WHAT IS BEING ASKED
Report every line in the listing below that contains the string "bounding", copying each such line in full. Matching is case-sensitive.

EXTRACTED INFORMATION
╔══

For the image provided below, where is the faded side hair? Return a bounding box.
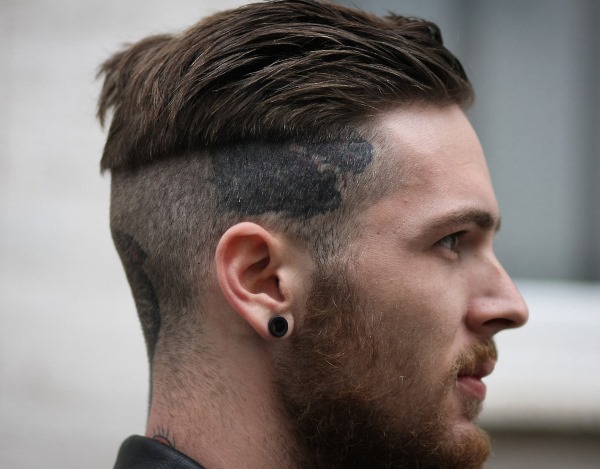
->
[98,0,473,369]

╚══
╔══

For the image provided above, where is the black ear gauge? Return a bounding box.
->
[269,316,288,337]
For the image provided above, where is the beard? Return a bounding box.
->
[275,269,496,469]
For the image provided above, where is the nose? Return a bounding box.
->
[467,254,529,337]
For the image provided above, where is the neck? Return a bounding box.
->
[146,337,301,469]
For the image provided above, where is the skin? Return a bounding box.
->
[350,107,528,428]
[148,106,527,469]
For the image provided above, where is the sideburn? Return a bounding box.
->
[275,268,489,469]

╚══

WRITTEN SOLUTION
For the image provided below, where is the faded side hair? Return a bounding box.
For the image provided above, where is the black ear gauge? Return a bounding box.
For the image provided above, where is the beard? Return a bounding box.
For the image provided above, where is the nose? Return a bounding box.
For the image provided above, where is the neck? Return a bounding box.
For the image provided above, where is the skin? Return a bounding box.
For the image provided above, where is the sideburn? Return a bounding box.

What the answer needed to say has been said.